▶ _THE TASK_
Report, from the records below, every line where the word "blue" appears.

___ DATA PROVIDED ___

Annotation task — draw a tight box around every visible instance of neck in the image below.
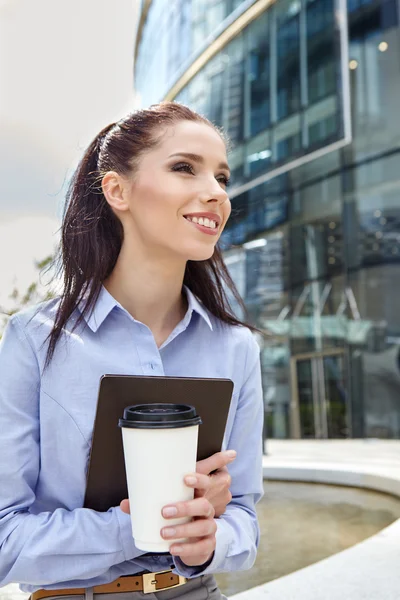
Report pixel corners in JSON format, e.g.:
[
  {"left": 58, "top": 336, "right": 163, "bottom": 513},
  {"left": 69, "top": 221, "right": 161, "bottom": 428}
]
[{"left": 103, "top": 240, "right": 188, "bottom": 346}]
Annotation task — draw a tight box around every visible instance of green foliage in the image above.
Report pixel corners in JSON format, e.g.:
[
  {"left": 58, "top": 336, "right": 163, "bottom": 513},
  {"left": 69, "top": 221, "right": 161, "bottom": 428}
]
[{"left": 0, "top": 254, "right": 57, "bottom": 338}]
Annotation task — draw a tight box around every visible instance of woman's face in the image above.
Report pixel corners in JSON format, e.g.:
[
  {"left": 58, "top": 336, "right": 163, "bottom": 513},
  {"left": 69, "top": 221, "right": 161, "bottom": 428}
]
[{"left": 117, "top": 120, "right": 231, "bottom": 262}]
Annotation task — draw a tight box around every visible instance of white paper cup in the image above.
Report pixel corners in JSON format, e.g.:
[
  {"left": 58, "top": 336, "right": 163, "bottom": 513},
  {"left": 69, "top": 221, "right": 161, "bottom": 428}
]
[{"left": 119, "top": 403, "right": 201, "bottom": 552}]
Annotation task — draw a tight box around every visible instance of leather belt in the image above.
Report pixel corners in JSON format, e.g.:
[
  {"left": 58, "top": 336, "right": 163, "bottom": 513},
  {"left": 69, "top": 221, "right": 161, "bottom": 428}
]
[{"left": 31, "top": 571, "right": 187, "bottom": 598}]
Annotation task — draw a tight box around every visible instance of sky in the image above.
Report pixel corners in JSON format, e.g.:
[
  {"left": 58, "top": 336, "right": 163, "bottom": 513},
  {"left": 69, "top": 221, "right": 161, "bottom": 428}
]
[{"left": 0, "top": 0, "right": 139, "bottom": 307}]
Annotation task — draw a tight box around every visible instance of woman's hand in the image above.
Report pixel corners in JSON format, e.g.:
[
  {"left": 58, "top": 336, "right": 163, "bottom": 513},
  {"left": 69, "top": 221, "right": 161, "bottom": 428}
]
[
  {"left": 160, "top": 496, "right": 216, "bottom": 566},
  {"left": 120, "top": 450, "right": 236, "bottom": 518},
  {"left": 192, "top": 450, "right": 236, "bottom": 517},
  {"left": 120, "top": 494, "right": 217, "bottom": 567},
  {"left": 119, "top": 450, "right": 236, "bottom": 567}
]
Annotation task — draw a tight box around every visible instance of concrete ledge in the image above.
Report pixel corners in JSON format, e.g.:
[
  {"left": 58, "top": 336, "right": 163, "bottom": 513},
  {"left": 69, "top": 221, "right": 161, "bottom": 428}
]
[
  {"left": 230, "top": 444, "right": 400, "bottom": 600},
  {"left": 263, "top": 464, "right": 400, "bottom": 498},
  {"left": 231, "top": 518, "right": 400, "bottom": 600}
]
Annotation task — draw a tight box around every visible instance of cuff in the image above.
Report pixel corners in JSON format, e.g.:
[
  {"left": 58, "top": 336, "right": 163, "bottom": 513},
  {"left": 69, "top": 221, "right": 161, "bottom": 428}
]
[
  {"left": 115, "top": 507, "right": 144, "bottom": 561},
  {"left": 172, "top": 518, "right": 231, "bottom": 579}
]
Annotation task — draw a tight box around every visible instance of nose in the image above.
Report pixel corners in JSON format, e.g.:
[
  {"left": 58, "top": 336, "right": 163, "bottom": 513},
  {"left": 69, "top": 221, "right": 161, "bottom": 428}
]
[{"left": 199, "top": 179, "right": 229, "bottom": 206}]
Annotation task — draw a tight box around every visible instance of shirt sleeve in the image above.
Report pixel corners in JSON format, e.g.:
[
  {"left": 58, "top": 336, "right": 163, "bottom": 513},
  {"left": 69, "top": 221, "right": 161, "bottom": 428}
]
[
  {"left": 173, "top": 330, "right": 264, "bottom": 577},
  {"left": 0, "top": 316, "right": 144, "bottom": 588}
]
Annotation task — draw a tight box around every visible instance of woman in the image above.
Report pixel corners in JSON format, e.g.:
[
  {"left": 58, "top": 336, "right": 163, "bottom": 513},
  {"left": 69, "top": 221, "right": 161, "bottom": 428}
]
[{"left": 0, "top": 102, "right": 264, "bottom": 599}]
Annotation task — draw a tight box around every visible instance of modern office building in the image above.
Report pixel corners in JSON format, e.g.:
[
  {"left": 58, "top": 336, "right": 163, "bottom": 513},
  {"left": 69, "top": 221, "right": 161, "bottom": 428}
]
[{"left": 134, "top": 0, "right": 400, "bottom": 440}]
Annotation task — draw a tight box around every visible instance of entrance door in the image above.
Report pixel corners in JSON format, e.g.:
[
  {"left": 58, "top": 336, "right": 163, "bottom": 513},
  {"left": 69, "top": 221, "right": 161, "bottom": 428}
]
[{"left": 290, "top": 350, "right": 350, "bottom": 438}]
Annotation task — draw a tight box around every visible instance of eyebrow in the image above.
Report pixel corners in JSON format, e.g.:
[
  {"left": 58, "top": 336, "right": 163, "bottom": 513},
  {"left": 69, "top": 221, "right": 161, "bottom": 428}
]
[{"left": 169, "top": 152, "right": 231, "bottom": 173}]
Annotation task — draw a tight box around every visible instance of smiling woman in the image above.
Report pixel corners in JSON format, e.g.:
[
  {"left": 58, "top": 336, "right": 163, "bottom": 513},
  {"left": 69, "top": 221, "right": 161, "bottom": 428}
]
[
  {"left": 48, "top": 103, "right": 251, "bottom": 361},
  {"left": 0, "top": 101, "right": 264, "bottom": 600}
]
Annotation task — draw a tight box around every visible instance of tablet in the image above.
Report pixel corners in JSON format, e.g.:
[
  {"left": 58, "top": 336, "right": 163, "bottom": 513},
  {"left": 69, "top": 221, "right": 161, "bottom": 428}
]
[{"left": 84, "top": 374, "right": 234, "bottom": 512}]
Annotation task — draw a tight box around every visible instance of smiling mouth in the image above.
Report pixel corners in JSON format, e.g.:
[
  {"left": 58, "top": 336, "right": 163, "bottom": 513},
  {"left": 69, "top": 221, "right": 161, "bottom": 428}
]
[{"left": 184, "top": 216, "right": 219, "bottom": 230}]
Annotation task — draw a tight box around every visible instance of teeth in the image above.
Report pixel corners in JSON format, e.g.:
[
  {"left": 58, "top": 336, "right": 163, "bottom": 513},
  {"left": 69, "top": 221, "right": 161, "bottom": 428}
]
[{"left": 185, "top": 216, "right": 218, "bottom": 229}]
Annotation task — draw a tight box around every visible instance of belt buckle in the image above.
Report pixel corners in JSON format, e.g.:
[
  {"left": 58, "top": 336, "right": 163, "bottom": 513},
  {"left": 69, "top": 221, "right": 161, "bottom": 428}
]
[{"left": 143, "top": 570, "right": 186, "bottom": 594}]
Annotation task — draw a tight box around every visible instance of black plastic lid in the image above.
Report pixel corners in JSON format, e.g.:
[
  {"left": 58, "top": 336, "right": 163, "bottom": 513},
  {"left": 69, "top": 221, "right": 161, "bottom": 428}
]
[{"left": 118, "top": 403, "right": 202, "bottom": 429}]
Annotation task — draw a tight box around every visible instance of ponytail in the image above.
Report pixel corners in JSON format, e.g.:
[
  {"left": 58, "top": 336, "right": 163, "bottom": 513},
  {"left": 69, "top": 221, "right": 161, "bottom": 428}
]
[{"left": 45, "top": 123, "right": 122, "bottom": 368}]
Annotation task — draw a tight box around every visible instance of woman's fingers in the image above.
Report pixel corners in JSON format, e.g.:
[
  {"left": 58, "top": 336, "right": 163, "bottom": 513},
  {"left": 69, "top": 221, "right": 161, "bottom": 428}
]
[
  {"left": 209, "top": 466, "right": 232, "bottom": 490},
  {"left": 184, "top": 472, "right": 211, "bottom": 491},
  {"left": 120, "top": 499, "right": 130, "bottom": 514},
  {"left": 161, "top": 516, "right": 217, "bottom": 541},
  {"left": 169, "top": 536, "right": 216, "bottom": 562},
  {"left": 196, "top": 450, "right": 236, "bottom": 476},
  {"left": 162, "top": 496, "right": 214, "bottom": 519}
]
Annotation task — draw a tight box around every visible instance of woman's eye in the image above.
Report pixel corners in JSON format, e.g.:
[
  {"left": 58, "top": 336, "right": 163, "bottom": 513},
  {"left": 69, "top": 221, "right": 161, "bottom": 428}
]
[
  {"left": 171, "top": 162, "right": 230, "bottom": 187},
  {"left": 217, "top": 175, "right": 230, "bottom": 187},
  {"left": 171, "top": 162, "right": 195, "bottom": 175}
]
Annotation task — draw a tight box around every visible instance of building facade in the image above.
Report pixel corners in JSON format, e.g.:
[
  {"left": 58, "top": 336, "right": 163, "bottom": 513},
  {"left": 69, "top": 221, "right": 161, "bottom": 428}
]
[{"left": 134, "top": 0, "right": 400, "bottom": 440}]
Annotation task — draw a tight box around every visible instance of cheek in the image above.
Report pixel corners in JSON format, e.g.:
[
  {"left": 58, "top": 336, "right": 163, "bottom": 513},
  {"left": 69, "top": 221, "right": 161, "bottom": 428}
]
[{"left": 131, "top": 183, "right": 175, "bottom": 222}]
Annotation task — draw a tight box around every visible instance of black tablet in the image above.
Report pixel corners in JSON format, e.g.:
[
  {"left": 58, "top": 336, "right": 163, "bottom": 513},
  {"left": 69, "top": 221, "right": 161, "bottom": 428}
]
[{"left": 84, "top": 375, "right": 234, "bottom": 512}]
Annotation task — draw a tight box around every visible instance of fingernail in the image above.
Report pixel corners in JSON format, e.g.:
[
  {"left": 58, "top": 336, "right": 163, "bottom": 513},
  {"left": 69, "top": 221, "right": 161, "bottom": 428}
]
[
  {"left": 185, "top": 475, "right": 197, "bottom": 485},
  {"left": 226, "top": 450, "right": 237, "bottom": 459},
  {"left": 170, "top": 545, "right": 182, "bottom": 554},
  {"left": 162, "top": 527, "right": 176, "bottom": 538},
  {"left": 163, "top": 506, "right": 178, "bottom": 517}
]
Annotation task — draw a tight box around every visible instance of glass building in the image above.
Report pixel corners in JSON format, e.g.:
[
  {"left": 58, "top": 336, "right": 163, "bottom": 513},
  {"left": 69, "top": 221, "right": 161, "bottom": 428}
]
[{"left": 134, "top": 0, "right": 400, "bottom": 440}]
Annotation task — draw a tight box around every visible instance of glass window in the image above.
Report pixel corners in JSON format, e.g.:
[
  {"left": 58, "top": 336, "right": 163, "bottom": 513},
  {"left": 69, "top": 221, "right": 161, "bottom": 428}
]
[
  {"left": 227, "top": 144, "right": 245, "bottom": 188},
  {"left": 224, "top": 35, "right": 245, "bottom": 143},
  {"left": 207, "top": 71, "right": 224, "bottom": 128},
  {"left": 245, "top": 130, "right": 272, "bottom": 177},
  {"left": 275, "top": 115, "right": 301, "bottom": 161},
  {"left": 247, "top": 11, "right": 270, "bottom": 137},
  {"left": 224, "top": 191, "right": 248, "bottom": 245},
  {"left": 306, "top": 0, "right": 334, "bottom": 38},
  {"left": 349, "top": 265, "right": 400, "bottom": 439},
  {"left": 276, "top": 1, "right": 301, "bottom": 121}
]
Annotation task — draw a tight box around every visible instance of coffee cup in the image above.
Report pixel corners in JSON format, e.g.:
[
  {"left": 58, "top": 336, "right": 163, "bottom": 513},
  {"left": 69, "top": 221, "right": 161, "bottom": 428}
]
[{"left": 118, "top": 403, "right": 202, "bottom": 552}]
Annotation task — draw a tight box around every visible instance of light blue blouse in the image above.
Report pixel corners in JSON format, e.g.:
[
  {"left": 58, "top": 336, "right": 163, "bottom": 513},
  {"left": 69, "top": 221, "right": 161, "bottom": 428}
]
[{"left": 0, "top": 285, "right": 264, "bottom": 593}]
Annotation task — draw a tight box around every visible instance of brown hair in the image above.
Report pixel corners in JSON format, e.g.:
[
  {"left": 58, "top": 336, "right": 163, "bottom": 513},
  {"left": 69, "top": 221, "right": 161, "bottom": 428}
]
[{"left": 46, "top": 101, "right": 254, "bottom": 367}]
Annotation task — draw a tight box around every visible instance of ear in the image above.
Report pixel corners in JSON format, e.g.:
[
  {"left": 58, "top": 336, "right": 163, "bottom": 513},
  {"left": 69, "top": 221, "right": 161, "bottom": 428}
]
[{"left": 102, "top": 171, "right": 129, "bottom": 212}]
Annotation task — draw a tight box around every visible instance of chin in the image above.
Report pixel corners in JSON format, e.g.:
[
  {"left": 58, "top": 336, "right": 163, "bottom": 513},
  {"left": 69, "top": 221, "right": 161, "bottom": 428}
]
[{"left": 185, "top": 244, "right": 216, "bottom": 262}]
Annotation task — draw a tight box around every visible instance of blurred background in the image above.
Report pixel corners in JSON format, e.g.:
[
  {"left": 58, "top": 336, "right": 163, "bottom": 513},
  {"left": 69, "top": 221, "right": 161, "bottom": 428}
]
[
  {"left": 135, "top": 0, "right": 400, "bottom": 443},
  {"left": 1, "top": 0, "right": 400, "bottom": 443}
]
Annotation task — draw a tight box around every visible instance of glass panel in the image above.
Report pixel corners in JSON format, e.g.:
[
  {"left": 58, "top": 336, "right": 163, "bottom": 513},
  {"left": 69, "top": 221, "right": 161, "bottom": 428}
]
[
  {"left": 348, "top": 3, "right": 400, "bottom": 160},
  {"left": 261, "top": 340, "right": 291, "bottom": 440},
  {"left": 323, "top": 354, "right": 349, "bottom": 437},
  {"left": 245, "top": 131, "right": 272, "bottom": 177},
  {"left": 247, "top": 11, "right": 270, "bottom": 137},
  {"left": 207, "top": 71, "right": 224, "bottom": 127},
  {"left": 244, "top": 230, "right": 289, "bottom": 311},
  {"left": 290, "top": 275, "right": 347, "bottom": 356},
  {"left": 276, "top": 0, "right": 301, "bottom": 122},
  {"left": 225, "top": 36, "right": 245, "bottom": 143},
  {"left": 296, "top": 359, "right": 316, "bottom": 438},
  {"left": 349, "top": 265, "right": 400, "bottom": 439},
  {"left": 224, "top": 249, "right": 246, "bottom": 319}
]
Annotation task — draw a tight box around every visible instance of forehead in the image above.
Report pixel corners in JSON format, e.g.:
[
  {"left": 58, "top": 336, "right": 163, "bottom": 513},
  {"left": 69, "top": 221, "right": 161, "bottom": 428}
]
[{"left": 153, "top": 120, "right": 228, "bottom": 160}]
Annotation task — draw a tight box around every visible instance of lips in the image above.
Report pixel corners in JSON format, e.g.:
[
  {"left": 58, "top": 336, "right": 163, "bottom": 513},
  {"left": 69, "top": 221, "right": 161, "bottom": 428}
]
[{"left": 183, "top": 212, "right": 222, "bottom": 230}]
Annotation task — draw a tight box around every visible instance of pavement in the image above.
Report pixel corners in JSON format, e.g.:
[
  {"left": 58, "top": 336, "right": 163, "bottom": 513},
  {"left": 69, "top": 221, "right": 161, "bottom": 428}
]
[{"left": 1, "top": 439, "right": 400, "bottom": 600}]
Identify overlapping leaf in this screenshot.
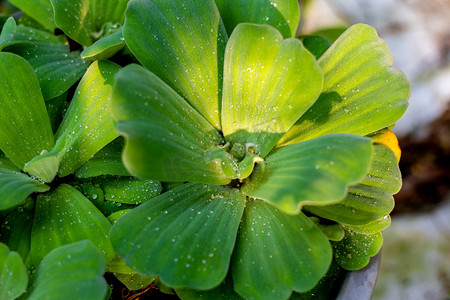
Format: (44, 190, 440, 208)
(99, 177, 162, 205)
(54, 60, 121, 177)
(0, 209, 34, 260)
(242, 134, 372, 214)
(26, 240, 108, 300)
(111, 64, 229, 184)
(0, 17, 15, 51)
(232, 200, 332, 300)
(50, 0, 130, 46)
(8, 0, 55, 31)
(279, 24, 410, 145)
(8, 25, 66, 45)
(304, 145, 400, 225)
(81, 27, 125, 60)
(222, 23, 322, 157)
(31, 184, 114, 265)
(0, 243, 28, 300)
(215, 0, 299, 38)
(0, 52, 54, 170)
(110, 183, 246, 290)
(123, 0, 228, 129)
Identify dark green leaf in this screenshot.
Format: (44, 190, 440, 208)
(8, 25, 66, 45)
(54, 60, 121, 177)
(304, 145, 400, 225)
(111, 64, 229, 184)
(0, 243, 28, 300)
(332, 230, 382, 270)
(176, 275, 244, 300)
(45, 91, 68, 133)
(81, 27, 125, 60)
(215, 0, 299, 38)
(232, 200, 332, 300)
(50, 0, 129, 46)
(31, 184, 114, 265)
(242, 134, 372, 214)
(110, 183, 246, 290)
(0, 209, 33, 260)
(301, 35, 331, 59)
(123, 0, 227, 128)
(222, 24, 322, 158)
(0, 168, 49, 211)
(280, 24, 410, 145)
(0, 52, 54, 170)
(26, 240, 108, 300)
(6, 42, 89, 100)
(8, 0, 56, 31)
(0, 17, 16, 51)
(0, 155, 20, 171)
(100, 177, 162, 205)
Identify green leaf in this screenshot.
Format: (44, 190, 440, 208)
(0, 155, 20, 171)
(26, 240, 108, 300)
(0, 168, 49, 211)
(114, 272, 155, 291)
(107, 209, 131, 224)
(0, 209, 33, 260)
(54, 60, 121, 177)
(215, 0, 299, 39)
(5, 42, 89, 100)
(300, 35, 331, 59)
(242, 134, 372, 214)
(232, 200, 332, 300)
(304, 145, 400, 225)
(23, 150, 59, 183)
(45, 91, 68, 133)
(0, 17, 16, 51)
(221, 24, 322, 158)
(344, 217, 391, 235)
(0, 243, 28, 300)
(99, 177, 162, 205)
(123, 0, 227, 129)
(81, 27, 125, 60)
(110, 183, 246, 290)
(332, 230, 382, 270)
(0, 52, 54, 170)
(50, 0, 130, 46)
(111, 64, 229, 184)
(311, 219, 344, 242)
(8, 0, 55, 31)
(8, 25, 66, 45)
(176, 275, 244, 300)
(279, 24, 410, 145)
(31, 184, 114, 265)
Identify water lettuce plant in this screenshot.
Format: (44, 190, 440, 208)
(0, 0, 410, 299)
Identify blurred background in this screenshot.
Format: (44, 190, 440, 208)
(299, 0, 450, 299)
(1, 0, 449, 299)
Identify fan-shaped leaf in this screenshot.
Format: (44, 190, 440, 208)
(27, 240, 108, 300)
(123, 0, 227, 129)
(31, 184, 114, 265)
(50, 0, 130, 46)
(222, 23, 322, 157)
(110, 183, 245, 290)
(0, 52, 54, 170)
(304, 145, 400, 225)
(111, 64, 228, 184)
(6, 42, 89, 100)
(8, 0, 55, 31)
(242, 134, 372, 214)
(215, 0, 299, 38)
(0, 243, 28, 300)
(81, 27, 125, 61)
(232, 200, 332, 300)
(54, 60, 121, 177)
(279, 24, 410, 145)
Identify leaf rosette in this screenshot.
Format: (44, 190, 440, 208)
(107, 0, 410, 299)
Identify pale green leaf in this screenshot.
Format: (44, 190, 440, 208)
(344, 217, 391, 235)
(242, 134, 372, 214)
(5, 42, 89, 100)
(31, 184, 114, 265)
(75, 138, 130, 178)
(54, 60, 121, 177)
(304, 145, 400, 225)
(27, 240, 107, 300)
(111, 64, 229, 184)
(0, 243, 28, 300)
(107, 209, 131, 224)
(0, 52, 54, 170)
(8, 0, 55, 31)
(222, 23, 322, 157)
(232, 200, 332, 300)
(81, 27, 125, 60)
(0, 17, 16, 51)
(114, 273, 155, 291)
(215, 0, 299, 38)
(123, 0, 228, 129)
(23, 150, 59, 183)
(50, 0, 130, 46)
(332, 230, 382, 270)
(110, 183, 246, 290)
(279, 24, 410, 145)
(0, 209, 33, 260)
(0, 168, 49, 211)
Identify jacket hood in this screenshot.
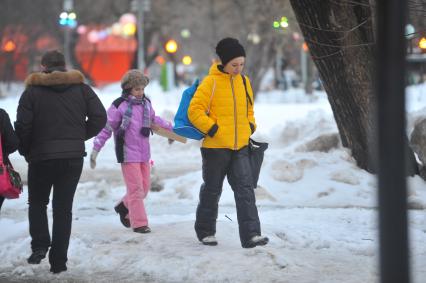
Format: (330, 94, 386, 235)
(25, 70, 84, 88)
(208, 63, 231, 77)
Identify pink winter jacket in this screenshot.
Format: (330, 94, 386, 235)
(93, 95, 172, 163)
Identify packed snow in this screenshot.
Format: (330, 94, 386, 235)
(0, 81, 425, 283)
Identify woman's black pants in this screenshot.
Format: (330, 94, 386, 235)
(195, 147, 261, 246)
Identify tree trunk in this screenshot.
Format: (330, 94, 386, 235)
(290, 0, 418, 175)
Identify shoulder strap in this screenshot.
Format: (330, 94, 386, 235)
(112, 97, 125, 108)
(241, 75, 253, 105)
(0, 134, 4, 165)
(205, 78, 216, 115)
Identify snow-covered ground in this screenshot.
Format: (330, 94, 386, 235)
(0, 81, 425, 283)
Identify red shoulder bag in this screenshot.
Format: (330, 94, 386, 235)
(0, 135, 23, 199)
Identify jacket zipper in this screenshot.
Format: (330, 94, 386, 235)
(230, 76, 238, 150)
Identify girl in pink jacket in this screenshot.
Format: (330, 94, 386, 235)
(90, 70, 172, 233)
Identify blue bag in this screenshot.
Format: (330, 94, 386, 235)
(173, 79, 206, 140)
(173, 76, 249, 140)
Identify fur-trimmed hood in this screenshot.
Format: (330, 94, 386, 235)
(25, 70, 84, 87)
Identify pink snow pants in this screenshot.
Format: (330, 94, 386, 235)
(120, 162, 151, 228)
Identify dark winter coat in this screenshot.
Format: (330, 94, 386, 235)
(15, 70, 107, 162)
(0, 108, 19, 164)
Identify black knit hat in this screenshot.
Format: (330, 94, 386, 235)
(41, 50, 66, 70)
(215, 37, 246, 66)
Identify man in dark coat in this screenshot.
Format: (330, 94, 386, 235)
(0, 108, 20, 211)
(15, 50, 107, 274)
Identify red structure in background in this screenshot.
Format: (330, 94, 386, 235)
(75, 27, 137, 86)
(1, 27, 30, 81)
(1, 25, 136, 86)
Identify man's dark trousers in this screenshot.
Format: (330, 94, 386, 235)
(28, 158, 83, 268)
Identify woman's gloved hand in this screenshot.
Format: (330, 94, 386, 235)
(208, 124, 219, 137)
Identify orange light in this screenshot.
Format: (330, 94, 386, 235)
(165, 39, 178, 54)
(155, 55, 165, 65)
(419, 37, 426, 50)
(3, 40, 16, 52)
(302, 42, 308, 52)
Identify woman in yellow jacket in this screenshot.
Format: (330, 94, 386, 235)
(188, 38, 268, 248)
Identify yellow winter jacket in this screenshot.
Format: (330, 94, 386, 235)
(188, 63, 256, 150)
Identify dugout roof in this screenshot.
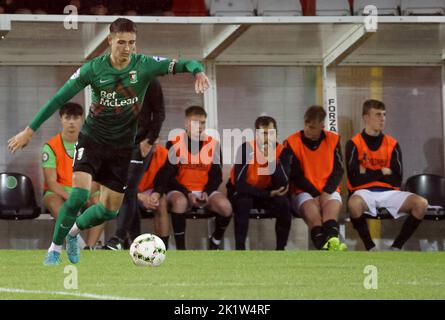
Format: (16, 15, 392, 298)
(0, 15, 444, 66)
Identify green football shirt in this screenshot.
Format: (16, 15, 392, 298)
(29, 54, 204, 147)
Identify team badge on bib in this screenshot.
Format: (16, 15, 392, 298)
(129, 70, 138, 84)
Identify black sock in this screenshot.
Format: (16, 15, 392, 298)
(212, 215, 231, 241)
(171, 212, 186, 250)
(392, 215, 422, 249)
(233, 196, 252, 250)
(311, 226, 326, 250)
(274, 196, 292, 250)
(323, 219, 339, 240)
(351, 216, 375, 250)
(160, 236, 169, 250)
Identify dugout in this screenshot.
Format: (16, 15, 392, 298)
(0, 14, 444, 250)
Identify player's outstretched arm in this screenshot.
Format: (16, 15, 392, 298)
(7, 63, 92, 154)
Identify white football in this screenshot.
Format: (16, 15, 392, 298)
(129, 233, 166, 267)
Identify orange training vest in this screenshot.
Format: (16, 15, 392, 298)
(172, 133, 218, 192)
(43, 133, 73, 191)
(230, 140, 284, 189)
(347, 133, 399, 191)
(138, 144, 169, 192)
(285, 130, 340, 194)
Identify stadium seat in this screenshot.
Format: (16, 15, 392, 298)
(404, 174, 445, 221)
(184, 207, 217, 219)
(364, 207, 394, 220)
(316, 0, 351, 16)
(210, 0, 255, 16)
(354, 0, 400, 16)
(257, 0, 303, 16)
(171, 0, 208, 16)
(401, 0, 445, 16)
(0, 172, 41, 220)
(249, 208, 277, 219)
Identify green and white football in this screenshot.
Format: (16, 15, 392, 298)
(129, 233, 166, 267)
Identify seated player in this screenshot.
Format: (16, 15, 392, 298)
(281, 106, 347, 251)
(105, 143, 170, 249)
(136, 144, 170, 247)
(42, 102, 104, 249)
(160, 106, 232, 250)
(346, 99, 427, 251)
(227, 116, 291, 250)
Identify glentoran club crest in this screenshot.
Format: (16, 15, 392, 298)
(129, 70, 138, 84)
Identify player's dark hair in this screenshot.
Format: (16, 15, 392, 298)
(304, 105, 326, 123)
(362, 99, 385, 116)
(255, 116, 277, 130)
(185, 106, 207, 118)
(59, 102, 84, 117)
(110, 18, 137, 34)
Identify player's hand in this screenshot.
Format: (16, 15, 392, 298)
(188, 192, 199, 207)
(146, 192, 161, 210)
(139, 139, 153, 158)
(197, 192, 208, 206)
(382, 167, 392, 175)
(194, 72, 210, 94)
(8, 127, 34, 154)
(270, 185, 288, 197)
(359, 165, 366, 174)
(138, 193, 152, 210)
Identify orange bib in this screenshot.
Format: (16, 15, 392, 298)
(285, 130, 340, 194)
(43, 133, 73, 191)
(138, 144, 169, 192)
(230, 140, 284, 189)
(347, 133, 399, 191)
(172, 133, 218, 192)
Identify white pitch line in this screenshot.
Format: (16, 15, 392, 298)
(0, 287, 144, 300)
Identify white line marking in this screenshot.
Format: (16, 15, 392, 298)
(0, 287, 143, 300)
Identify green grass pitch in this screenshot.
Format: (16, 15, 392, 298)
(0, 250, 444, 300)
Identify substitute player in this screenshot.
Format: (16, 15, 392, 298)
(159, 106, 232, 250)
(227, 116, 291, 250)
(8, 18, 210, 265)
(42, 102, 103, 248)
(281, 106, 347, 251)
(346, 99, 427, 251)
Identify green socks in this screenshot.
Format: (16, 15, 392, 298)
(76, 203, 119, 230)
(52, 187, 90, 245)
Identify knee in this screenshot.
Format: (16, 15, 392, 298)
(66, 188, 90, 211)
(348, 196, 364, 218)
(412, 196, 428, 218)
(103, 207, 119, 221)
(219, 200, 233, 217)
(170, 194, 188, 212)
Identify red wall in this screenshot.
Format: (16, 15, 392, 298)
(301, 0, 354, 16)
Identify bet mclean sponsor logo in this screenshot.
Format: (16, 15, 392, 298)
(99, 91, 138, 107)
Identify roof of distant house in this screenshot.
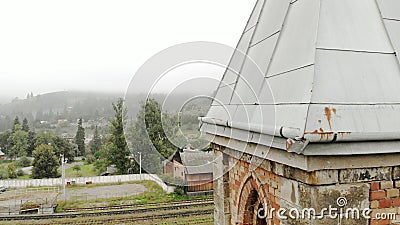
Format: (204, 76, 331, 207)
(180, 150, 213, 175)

___

▶ _OUTPUT OF THE TASK_
Annotation task — draw a tight box around every visible instance of light blue blouse in the image above.
Identify blue bag in this screenshot.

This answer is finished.